[start of Records provided]

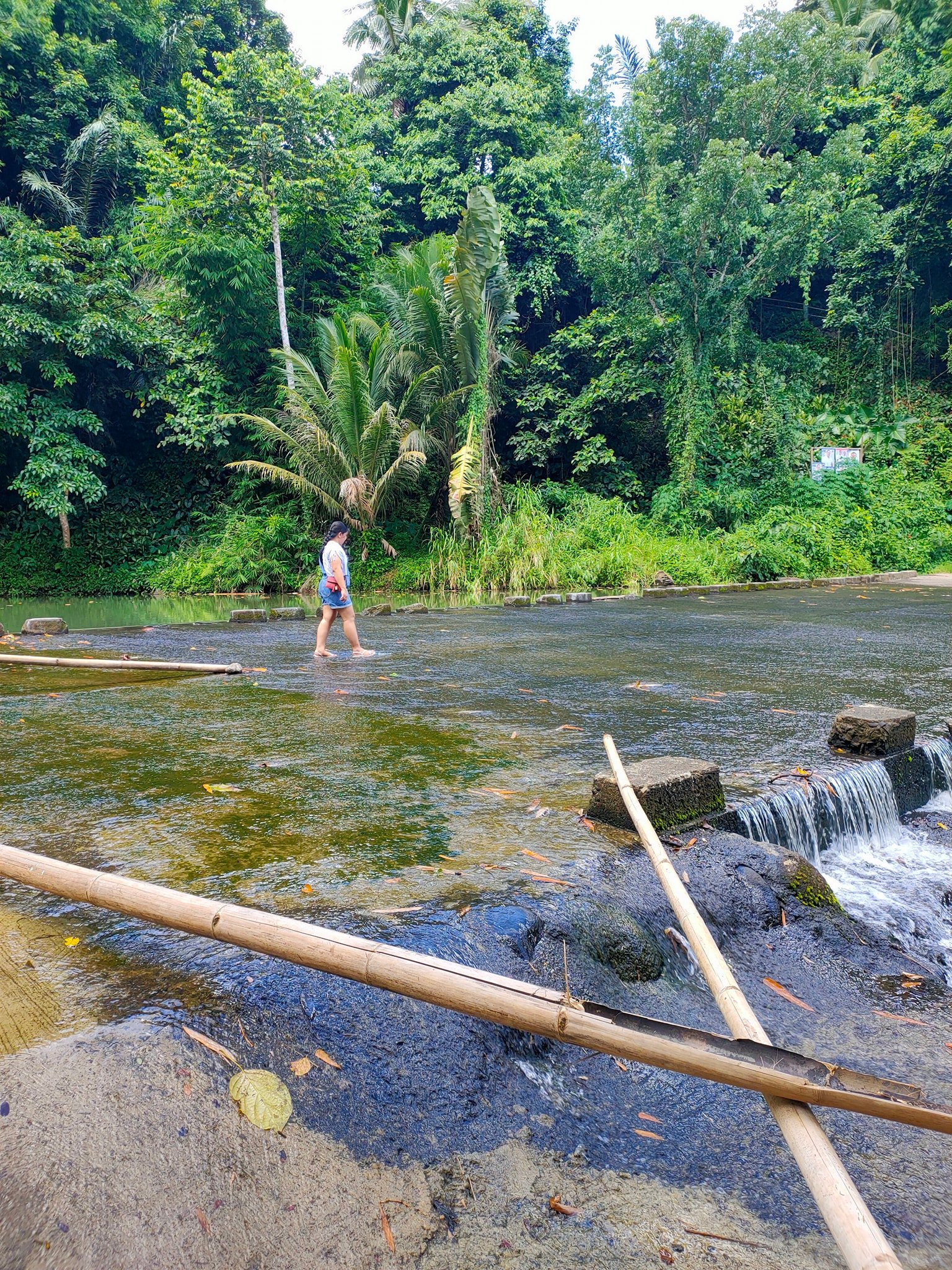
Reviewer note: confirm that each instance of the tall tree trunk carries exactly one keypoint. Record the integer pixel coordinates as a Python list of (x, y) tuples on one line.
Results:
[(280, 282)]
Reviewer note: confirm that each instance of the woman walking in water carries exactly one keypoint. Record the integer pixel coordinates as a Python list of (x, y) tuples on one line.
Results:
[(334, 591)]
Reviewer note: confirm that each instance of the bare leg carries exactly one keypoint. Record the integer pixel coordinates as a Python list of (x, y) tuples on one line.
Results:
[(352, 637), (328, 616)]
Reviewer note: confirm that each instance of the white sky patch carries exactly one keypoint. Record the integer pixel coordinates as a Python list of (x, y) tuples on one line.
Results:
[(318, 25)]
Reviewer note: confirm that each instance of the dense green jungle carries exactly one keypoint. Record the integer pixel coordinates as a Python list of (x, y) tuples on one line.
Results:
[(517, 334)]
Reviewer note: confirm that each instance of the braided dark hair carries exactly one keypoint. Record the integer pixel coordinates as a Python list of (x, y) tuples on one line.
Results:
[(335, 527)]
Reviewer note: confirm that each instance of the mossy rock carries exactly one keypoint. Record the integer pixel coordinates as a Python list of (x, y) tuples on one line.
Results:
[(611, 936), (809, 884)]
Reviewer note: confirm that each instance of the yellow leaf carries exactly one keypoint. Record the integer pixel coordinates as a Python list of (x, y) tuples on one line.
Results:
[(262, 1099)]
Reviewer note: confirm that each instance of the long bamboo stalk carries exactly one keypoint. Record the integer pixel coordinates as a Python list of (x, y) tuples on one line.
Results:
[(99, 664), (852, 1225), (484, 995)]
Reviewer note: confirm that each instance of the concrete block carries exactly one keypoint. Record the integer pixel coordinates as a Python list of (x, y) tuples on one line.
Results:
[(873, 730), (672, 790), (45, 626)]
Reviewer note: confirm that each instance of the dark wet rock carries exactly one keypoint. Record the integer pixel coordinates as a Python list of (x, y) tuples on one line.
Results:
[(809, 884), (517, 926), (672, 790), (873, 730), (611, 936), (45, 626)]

[end of Records provided]

Task instructions →
Reproduce the records above exactly, starting with the line that contains "Reviewer note: confirm that each instance of the yellow" and ending with the last line.

Solution to this task →
Reviewer note: confirm that each instance of the yellow leaf carries exactly one keypoint. Record the integer pixel coordinates as a Python list of (x, y) tuples on one line.
Results:
[(262, 1099)]
Reviewer note: confirm that each instance of the long bamboo stalk carries exactly one keypoint. Record the integer pixel coordinates as a Python list of (x, y) tuples on one line.
Results:
[(99, 664), (852, 1225), (484, 995)]
Reviewer note: confirm that each instance of the concrete block carries exactly one keypoint. Record the integer pixel coordinates as a Python list of (x, y) tuples on one line.
Results:
[(873, 730), (672, 790), (45, 626)]
Reviewer note: confirm that each instance of the dark wet rock carries exactly one keypoint. Record the integer pixel coordinates as a Python list of (x, y) tuples on one line.
Results:
[(809, 884), (517, 926), (672, 790), (873, 730), (611, 936), (45, 626)]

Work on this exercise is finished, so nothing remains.